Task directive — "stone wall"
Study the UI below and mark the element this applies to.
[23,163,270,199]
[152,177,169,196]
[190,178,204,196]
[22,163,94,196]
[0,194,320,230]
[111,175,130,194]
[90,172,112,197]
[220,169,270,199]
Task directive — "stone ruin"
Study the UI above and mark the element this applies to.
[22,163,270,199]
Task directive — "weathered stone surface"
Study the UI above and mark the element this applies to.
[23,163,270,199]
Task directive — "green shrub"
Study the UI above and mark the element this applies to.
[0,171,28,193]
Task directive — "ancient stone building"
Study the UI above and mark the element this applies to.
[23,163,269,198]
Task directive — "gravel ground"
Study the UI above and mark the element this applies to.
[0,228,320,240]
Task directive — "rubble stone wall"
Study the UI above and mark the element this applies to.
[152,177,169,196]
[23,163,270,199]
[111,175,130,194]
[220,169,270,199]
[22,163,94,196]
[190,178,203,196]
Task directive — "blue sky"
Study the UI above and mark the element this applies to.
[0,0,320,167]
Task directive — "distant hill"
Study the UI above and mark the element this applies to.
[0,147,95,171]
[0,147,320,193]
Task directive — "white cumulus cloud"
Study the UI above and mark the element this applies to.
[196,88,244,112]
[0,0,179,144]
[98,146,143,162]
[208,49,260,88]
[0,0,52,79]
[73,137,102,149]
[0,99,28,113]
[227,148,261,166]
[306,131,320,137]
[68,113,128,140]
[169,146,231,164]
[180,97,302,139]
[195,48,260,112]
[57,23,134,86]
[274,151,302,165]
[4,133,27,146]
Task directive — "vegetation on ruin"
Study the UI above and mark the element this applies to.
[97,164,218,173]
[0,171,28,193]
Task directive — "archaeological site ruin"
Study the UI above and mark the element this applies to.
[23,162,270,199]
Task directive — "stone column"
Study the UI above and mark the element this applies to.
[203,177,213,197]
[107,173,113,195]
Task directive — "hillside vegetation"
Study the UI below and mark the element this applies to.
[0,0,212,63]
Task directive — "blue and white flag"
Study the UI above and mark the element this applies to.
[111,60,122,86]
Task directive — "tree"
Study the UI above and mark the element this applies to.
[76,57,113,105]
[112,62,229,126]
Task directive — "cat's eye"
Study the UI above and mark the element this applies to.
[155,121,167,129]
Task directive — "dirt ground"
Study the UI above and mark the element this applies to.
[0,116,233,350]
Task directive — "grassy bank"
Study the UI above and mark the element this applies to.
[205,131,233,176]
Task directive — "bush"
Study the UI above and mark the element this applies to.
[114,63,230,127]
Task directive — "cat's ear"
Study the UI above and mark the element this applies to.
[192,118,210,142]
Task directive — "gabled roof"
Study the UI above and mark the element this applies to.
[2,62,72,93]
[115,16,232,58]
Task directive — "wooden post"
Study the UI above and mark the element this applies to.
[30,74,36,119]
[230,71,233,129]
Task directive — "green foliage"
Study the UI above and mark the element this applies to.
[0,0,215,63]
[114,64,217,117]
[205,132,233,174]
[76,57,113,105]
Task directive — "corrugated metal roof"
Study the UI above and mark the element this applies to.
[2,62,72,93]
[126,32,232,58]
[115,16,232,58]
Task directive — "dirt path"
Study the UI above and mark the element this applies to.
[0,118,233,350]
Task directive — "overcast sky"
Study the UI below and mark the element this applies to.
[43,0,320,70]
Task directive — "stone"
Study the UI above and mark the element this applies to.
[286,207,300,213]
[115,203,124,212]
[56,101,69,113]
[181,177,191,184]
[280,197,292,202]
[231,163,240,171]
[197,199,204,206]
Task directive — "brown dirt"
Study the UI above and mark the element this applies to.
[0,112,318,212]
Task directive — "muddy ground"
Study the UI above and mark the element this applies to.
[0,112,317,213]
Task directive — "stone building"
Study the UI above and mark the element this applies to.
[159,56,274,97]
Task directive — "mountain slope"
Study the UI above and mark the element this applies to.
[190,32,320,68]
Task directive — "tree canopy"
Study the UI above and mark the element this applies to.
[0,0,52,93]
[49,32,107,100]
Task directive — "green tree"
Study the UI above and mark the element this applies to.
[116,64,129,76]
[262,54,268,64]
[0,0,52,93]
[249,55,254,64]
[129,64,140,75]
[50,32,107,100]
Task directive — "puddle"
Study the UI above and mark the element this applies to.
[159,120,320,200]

DIRECTION:
Convert all of the records above into a JSON list of strings, one string for each line. Leave out any blank lines.

TASK OUTPUT:
[
  "Task directive — \"stone wall\"",
  "Study the UI below and mark the element this applies to.",
  "[23,163,270,199]",
  "[152,177,169,196]",
  "[190,178,204,196]",
  "[22,163,94,196]",
  "[0,194,320,230]",
  "[111,175,130,194]",
  "[90,172,112,197]",
  "[220,169,270,199]",
  "Task directive — \"stone ruin\"",
  "Study the UI above and mark the element this applies to.",
  "[22,163,270,199]",
  "Task directive — \"weathered stone surface\"",
  "Study the UI above and mark the element this applies to.",
  "[23,163,270,199]",
  "Task directive — \"green shrub\"",
  "Study the UI above and mark the element this applies to.",
  "[0,171,28,193]",
  "Task directive — \"ancient stone building\"",
  "Study the UI above and mark the element this applies to.",
  "[23,163,269,198]",
  "Task directive — \"gravel ground\"",
  "Study the UI above and mark the element this applies to.",
  "[0,228,320,240]",
  "Task directive — \"rubble stone wall\"",
  "Study the UI above and mark the element this applies to.",
  "[152,177,169,196]",
  "[23,163,270,199]",
  "[111,175,130,194]",
  "[220,169,270,199]",
  "[22,163,94,196]",
  "[190,178,203,196]",
  "Task directive — \"blue sky\"",
  "Study the UI above and mark the element this applies to.",
  "[0,0,320,167]",
  "Task directive — \"distant hill\"",
  "Study the UI above and mark the element this applies to.",
  "[0,147,95,171]",
  "[0,147,320,193]",
  "Task directive — \"white cumulus cloud\"",
  "Study the UI above and mark the element this applies to.",
  "[196,88,244,112]",
  "[0,0,179,144]",
  "[98,146,143,162]",
  "[208,49,260,88]",
  "[0,0,52,79]",
  "[73,137,102,149]",
  "[0,99,28,113]",
  "[227,148,261,166]",
  "[306,131,320,137]",
  "[68,113,128,140]",
  "[169,146,231,164]",
  "[180,97,302,139]",
  "[195,48,260,112]",
  "[57,23,134,86]",
  "[274,151,302,165]",
  "[4,133,27,146]",
  "Task directive — \"vegetation on ruin\"",
  "Study the UI above and mark the element this applies to.",
  "[97,164,218,173]",
  "[0,171,28,193]",
  "Task directive — \"archaeological site ruin\"",
  "Study the UI above and mark the element this applies to.",
  "[23,162,270,199]",
  "Task directive — \"stone column\"",
  "Study the UI above and mark the element this applies to.",
  "[203,177,213,197]",
  "[107,173,113,195]",
  "Task directive — \"hillside vegetation\"",
  "Study the UI below and mark the element this applies to.",
  "[0,0,212,63]",
  "Task directive — \"blue and white flag\"",
  "Study the UI above and mark the element this applies to.",
  "[111,60,122,86]",
  "Task directive — \"tree\"",
  "Study the UI above and mark the element this applies to.",
  "[76,57,113,105]",
  "[112,62,229,126]",
  "Task directive — \"cat's eye\"",
  "Study the UI above and mark the element this applies to.",
  "[155,121,167,129]",
  "Task directive — \"dirt ground\"",
  "Study the UI above and mark the element this applies to.",
  "[0,116,233,350]",
  "Task directive — \"grassy bank\"",
  "Study the UI above and mark the element this applies to.",
  "[205,131,233,176]",
  "Task directive — \"bush\"",
  "Study the UI above and mark the element this applies to.",
  "[114,63,230,127]",
  "Task directive — \"cat's ear\"",
  "Study the UI above and mark the element this applies to.",
  "[192,118,210,142]",
  "Task directive — \"gabled roof\"",
  "Study the UI above and mark the element this applies to.",
  "[2,62,72,93]",
  "[115,16,232,58]",
  "Task directive — \"wooden post\"",
  "Study the UI above and mark the element this applies to.",
  "[30,74,36,119]",
  "[230,71,233,129]",
  "Task directive — \"green foliage\"",
  "Study the UI above and mark the element this applies to.",
  "[0,0,215,63]",
  "[114,64,217,117]",
  "[205,132,233,174]",
  "[76,57,113,105]",
  "Task directive — \"corrugated metal roof\"",
  "Study the UI above and mark the element this applies to.",
  "[2,62,72,93]",
  "[126,32,232,58]",
  "[115,16,232,58]",
  "Task directive — \"dirt path\"",
  "Study the UI above and mark the element this applies to.",
  "[0,118,233,350]",
  "Task directive — \"overcast sky\"",
  "Study the UI below and mark the element this applies to.",
  "[43,0,320,70]",
  "Task directive — \"stone\"",
  "Study the UI above and mark the element this applies to.",
  "[286,207,300,213]",
  "[115,203,124,212]",
  "[56,101,69,113]",
  "[181,177,191,184]",
  "[280,197,292,202]",
  "[231,163,240,171]",
  "[197,199,204,206]",
  "Task directive — \"brown dirt\"",
  "Study the UI above and mark the element this applies to.",
  "[0,112,318,212]",
  "Task directive — \"muddy ground\"",
  "Study the UI above and mark the element this applies to.",
  "[0,112,317,213]",
  "Task directive — \"stone building\"",
  "Study the UI above and mark the element this applies to.",
  "[159,56,274,97]",
  "Task directive — \"mountain slope\"",
  "Study the UI above and mark the element this applies to.",
  "[190,32,320,68]",
  "Task directive — \"tree canopy\"",
  "Study the UI above and mark the element this applies to.",
  "[0,0,52,93]",
  "[49,32,107,100]",
  "Task directive — \"green tree\"",
  "Study the UI above and mark the element this applies to.",
  "[116,64,129,76]",
  "[262,54,268,64]",
  "[0,0,52,93]",
  "[249,55,254,64]",
  "[129,64,140,75]",
  "[50,32,107,100]",
  "Task directive — \"puddle\"",
  "Study the UI above and mark the element this applies to.",
  "[159,120,320,200]"
]